_WORK TASK_: Look through the records that follow and state how many lines hold the word "below", without adding anything.

SUPPLIED RECORDS START

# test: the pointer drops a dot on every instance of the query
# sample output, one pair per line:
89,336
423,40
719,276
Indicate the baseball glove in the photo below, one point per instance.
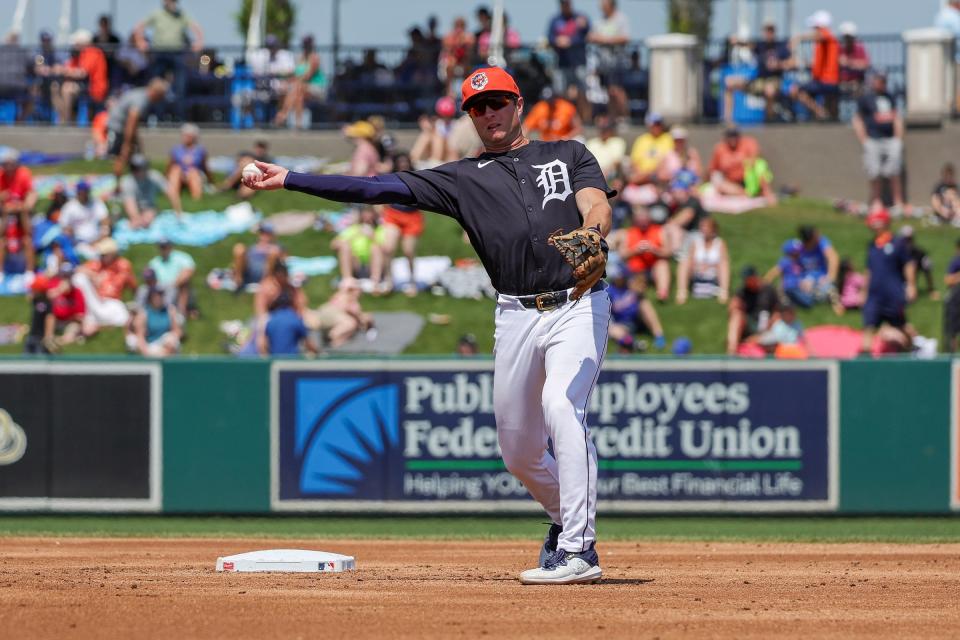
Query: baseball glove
584,249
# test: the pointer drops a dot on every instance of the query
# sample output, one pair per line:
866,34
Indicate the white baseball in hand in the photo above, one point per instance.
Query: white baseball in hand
251,172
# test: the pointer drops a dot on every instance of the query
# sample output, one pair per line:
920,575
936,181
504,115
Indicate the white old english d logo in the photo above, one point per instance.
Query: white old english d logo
554,180
13,440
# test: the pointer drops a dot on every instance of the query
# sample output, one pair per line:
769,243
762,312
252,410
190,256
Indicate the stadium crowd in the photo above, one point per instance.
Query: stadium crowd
667,246
595,65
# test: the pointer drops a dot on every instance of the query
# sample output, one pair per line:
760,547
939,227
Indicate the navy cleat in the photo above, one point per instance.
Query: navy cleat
566,567
550,542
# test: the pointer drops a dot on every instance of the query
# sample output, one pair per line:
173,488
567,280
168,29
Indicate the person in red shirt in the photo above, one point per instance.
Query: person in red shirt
67,309
553,118
102,282
646,252
87,63
17,199
825,71
854,60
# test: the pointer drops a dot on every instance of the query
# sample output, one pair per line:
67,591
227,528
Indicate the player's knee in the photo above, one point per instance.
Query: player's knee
557,408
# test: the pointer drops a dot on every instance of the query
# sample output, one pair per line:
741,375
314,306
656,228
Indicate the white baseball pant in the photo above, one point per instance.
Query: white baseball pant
545,368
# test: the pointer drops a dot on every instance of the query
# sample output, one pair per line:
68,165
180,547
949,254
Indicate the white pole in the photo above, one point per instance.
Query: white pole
17,25
253,27
497,36
63,26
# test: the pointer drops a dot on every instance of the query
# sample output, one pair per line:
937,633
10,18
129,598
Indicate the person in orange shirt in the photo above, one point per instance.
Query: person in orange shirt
86,63
553,118
825,72
729,163
646,252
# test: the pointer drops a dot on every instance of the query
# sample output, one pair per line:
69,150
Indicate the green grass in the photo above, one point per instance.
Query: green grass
744,528
753,238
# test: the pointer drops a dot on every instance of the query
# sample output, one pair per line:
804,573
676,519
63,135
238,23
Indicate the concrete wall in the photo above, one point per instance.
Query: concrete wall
822,160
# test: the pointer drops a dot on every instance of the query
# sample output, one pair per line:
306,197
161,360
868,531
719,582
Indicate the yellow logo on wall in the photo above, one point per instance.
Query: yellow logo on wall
13,440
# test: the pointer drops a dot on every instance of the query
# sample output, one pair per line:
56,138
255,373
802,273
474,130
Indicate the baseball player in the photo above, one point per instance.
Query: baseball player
536,214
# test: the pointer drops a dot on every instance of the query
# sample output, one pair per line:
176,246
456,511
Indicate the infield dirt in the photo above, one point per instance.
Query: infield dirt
162,588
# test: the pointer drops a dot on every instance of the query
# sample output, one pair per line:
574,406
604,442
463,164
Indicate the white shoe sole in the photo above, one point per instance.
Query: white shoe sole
593,575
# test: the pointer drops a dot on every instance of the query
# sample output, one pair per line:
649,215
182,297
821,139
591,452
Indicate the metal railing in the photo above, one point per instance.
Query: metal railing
218,87
887,54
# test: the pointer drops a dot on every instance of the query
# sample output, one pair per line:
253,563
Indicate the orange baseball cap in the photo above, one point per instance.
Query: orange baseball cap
487,80
878,218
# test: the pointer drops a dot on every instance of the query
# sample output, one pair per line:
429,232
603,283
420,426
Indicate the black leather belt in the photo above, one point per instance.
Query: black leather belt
551,299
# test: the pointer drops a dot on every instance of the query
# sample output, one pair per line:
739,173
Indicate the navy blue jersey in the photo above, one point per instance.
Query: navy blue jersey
886,264
509,204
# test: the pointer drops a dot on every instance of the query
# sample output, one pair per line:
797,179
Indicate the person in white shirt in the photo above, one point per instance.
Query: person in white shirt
609,149
85,219
273,62
611,35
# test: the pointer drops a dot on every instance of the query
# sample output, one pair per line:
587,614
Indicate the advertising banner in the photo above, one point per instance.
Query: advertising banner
80,437
693,435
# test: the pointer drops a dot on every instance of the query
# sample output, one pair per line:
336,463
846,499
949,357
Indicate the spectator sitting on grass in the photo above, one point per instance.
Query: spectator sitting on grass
276,291
233,182
553,118
285,333
649,150
156,328
922,260
891,284
705,270
358,249
187,166
645,251
251,264
736,168
103,282
67,309
946,196
17,194
432,148
803,286
685,212
684,158
85,219
403,226
607,147
143,291
34,342
851,284
365,161
753,310
139,191
786,331
174,269
341,317
630,310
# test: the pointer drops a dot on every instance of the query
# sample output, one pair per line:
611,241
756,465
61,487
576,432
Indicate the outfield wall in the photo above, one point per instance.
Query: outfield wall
411,435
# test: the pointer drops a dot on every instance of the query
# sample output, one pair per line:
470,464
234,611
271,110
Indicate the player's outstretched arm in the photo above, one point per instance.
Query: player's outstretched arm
385,189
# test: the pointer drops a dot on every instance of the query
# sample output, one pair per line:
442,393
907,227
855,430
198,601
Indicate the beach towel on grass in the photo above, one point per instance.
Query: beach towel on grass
199,229
100,185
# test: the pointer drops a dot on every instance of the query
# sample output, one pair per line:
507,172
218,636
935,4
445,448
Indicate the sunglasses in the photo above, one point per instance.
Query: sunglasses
479,106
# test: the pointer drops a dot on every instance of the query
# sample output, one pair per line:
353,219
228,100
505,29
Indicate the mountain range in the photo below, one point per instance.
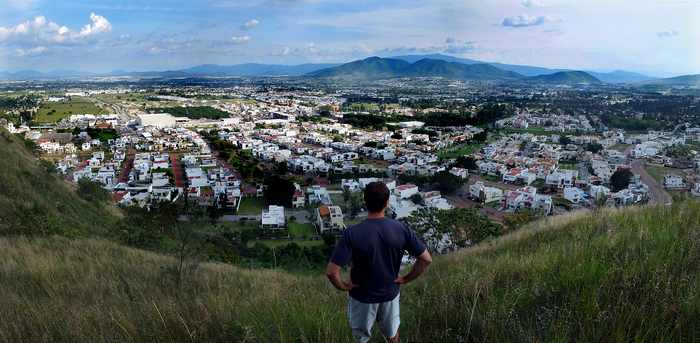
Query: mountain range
378,68
375,67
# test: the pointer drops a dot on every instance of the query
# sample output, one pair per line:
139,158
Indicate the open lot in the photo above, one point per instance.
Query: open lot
251,206
51,112
298,230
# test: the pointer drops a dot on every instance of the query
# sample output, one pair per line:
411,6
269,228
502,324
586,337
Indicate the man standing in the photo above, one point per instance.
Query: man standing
375,248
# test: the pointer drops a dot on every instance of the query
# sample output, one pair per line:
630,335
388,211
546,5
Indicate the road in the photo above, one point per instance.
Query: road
657,193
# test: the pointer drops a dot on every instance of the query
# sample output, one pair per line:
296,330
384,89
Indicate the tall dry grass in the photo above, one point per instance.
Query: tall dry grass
609,276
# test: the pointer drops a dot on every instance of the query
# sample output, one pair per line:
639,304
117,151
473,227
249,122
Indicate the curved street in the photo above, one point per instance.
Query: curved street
657,193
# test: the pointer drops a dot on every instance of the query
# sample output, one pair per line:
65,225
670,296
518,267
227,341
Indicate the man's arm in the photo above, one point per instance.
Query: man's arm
422,262
333,275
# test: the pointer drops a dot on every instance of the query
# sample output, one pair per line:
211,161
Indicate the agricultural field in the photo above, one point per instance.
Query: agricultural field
459,150
251,206
197,112
298,230
51,112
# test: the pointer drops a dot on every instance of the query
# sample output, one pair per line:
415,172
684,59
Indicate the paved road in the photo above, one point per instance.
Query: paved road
657,193
464,202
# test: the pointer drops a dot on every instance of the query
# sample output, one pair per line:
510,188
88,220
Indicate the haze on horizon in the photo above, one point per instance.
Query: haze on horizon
655,37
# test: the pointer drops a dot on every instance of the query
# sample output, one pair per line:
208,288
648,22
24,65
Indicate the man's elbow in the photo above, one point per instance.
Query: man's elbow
332,271
425,258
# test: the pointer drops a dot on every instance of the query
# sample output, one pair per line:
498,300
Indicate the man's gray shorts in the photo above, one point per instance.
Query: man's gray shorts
362,317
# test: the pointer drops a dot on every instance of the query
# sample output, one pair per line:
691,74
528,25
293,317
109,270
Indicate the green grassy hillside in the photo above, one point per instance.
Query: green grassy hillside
612,276
34,201
609,276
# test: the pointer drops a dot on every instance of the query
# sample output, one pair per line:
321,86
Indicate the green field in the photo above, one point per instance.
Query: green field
298,230
196,112
51,112
620,147
658,172
278,243
459,150
251,206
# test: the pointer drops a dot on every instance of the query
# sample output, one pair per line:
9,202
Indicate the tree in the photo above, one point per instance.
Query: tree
481,137
279,191
594,147
417,199
620,179
448,230
514,221
565,140
448,182
92,191
467,162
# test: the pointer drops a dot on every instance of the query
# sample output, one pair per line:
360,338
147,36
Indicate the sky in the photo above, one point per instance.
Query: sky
657,37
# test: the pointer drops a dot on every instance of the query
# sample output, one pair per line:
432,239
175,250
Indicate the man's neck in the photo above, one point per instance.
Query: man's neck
375,215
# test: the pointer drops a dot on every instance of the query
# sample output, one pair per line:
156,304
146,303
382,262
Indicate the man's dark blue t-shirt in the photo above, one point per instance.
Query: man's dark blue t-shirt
375,248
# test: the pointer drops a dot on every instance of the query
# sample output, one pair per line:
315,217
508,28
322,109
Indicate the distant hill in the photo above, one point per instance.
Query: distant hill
618,76
378,68
565,78
368,68
683,80
441,57
254,69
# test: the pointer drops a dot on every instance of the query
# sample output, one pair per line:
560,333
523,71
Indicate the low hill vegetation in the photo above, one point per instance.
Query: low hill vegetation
606,276
628,275
35,200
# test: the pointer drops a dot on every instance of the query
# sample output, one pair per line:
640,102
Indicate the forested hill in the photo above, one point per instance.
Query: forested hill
35,200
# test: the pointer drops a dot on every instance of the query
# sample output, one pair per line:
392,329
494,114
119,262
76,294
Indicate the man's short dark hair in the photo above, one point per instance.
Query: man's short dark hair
376,196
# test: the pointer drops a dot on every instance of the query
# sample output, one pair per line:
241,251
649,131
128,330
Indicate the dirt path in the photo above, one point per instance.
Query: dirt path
657,193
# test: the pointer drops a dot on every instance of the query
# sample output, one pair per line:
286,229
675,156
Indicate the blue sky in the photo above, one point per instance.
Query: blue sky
658,37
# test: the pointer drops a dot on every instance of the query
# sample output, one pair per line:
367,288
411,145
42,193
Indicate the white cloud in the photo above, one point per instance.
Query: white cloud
525,20
457,46
40,30
240,39
667,34
21,4
531,3
99,24
32,51
250,24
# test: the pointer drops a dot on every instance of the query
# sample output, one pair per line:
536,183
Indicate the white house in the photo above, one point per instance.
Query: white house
561,178
406,191
574,194
273,218
329,218
482,193
673,182
696,189
461,172
599,192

SUPPLIED RECORDS END

_ANSWER TO THIS PROBLEM_: 2